## [TEXT SHOWN]
# 2010 Murano



## mbothman (Mar 19, 2019)

Just purchased a 2010 Murano from a dealership here in town. Within a few days, noticed there was a puddle under the vehicle. Turns out, my axle seal was leaking. Took it back to the dealership, they replaced the axle and the seal. Great. 
I was driving the vehicle today- now a new problem has started. From stop, it has a real hard time accelerating. It’s just acting like it’s getting zero power, I’ve got the gas pedal to the floor. After about 30 seconds, it’ll kick in and go. Driving, once accelerated, it has no problems- shifts fine, etc.
Please help! Any ideas what it could be? I’m taking it Thursday to an auto place in town, because I refuse to keep letting the dealership look at it. I just kind of want an idea on what to expect.


----------



## smj999smj (Jan 1, 2006)

It could be any of a number of problems, such as a faulty throttle actuator assembly, faulty accelerator pedal position sensor or a fuel pressure issue. If the dealership is willing to cover the cost of the repair, I would recommend you take it back to them. If you are not happy with their service, contact Nissan's customer hotline, 1-800-NISSAN-1.


----------



## mbothman (Mar 19, 2019)

Unfortunately, I didn’t buy from a Nissan dealer.

## [RECORDED INFORMATION]

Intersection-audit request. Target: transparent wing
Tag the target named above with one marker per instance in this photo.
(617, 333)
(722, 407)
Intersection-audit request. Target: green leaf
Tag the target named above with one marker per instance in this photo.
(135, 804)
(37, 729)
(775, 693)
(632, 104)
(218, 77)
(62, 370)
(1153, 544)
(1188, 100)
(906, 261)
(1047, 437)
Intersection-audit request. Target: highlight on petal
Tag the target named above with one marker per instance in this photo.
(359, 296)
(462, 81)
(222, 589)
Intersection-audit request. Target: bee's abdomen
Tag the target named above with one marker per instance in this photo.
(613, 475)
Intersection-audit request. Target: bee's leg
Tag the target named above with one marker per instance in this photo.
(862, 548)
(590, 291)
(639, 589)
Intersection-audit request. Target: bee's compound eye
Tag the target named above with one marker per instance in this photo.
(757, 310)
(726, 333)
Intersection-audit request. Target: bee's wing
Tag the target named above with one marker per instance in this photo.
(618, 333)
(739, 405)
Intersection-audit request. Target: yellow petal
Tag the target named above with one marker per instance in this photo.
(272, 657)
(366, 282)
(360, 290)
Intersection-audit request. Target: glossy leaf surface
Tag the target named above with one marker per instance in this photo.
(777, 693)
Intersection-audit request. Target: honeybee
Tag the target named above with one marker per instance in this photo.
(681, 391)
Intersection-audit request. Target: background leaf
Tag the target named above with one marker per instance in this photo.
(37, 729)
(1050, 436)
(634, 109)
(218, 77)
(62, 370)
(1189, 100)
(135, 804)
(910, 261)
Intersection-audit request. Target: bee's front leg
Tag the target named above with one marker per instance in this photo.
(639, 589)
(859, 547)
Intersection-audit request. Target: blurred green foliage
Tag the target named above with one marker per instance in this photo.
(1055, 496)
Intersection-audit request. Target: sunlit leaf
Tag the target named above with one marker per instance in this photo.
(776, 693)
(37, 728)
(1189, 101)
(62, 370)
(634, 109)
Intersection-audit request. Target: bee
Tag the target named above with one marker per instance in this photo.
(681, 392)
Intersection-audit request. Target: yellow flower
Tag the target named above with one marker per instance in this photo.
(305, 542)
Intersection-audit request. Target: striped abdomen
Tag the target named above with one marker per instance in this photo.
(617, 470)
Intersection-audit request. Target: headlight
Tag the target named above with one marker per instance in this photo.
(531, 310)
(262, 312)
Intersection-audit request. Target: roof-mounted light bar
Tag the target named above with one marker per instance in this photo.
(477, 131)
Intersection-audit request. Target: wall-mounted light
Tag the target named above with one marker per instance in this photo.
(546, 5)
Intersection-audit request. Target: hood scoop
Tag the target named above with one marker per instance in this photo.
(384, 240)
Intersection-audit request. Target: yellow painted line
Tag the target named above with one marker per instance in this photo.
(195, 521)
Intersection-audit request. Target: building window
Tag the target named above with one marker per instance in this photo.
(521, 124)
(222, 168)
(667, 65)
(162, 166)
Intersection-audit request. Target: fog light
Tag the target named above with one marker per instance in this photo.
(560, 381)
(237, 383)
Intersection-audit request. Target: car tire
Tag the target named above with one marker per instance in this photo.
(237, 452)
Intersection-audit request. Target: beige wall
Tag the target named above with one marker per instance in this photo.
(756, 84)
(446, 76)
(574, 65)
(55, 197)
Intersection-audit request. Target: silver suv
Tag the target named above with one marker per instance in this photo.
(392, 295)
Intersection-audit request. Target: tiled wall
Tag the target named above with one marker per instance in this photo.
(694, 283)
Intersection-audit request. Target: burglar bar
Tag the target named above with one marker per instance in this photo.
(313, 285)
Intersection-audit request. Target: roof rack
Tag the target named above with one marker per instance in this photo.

## [GIVEN EXERCISE]
Revise the forum thread starting at "# 2010 Murano" and ending at "the seal. Great.", with "puddle" replaced by "pool of fluid". The items are separate material and are not part of the forum thread.

## [TASK OUTPUT]
# 2010 Murano



## mbothman (Mar 19, 2019)

Just purchased a 2010 Murano from a dealership here in town. Within a few days, noticed there was a pool of fluid under the vehicle. Turns out, my axle seal was leaking. Took it back to the dealership, they replaced the axle and the seal. Great.